**PROVIDED PASSAGE:**
Flange Bolt Tightening Procedure | Bolt Tightening Steps

The correct placement of the gasket and proper tightening of bolts in a flanged joint will ensure a leak-free joint. Proper bolt tightening will ensure uniform load distribution in all bolts without damaging the gaskets. The following procedure describes how to tighten flange bolts.

Flange Bolt Tightening Procedure

Before actual tightening starts, the flange, gasket, and bolts/nuts need to be observed as below:

Flange checking points before flange bolt up

Leakage through a flanged joint is prevented as gasket material flows inside the flange surface imperfections and seals them. But there are limitations that a gasket can successfully seal. Hence, Flange surfaces must be checked thoroughly to ensure the absence of large nicks, dents, or gouges. So the flange surface finish must be as per the manufacturer’s recommendation for particular gasket materials. Recommended values of flange surface roughness are as follows:

  • Solid Metal Gaskets: 63-80 rms
  • Spiral Wound Gaskets: 125-250 rms
  • Jacketed or Metal Clad Gaskets: 63-80 rms

Here, RMS stands for root mean square. Roughness is normally specified in millionths of an inch as the average of the peaks and valleys measured from a midline of the flange surface.

**WHAT THE EXERCISE ASKS:**
Please render this sentence from the flange bolt tightening text in Spanish: "Proper bolt tightening will ensure uniform load distribution in all bolts without damaging the gaskets."

**RECORD EXCERPTS:**

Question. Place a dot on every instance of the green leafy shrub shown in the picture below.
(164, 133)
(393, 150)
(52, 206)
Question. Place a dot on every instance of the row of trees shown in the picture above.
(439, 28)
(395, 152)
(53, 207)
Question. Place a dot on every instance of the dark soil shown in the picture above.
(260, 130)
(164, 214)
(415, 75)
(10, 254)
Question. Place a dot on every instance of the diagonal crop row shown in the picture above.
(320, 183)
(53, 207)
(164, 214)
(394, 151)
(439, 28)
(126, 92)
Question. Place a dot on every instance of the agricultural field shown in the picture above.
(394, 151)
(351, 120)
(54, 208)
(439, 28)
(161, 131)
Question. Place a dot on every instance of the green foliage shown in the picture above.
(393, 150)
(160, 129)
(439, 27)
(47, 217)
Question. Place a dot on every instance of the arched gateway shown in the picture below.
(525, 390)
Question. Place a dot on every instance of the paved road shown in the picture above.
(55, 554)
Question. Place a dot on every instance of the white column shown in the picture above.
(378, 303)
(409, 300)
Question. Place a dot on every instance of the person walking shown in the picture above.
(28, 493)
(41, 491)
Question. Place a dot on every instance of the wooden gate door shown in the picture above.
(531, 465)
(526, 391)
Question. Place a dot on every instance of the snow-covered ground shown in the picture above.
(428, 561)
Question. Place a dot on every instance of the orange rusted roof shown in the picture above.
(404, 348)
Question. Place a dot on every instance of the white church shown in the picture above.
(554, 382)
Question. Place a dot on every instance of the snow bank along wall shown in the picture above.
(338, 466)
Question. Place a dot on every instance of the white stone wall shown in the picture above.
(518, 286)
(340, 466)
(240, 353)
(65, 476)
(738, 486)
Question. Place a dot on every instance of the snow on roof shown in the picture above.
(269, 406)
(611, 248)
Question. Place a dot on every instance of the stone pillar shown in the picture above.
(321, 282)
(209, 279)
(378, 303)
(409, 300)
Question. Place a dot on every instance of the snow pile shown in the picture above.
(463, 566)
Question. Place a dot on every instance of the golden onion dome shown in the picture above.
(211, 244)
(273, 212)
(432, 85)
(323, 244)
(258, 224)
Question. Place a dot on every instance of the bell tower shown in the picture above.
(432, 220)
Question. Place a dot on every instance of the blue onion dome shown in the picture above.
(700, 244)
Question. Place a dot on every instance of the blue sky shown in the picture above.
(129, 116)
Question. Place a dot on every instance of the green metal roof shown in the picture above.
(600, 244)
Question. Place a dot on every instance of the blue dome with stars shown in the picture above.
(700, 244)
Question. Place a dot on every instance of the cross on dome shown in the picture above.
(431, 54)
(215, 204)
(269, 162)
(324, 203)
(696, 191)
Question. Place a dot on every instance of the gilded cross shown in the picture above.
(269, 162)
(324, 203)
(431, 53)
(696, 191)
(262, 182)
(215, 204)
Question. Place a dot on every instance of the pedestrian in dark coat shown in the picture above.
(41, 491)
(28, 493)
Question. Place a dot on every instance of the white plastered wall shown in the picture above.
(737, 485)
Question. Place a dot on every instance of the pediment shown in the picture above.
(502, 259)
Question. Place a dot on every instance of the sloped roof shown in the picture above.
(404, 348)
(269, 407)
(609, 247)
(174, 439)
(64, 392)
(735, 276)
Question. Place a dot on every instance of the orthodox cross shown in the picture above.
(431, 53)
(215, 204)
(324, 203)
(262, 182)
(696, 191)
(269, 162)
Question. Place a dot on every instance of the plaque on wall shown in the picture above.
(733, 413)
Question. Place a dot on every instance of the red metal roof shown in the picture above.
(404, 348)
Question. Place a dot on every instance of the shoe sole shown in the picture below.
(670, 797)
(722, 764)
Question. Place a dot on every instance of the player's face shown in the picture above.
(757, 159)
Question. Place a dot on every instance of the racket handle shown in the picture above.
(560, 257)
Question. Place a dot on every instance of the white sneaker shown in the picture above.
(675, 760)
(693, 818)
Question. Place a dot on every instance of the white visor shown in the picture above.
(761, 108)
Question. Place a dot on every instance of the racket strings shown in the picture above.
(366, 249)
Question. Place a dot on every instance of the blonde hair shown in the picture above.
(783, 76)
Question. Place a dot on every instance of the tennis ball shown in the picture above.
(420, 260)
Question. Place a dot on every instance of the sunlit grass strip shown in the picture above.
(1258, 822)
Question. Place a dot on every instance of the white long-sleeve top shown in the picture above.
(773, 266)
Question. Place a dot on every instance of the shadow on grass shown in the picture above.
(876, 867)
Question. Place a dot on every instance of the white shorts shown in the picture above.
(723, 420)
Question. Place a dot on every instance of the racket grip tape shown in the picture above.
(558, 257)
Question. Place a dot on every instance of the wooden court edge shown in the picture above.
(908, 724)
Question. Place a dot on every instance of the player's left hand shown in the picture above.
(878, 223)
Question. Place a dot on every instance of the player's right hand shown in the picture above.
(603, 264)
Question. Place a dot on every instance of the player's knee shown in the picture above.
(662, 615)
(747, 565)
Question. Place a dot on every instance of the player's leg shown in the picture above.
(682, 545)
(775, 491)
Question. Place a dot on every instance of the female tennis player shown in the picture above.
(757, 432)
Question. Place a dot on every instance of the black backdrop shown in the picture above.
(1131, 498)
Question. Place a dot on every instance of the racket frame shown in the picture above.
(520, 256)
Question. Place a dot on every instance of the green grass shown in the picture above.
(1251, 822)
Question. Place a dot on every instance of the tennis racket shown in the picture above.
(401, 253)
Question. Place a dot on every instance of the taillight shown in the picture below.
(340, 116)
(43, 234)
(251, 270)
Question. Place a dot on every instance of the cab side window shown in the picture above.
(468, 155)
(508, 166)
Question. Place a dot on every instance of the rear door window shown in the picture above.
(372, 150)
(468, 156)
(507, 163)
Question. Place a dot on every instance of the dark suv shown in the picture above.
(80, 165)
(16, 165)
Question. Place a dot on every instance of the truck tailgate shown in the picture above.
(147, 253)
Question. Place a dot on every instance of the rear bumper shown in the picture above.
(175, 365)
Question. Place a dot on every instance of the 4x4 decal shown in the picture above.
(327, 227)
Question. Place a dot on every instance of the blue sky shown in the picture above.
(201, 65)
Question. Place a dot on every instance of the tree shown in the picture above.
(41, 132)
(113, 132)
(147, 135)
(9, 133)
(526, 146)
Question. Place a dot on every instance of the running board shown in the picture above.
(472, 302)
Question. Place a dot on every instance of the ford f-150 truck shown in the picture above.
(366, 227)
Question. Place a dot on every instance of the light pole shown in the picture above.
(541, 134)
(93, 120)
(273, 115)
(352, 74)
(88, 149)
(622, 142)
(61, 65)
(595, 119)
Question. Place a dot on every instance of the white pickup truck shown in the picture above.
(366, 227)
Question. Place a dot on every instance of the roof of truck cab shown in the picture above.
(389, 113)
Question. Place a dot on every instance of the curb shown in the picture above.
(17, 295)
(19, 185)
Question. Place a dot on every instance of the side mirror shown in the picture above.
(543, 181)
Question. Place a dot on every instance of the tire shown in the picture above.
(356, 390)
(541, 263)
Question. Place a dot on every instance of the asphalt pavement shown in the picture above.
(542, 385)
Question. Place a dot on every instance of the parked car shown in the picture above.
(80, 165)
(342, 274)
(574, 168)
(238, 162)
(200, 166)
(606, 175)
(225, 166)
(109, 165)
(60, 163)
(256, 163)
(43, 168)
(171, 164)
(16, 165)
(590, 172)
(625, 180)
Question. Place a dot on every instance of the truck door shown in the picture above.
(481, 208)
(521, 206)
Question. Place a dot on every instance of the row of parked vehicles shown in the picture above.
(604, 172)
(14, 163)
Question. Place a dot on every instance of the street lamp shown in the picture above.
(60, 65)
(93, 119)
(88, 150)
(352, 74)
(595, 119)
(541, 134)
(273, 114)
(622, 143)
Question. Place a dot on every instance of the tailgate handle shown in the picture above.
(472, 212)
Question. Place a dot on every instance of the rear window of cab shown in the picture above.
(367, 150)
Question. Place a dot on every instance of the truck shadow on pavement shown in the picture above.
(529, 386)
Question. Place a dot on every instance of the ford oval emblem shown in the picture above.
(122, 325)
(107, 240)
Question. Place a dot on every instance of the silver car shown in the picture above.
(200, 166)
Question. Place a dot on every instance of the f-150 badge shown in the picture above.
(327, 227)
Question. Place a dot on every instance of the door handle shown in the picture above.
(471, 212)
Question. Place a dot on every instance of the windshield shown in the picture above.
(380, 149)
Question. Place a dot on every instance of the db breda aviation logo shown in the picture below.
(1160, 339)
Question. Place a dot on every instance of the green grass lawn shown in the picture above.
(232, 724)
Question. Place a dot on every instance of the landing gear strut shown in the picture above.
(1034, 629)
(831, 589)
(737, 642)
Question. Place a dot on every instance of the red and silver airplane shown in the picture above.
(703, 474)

**SOLUTION TO THIS EXERCISE:**
El apriete adecuado de los pernos garantizará una distribución uniforme de la carga en todos los pernos sin dañar las juntas.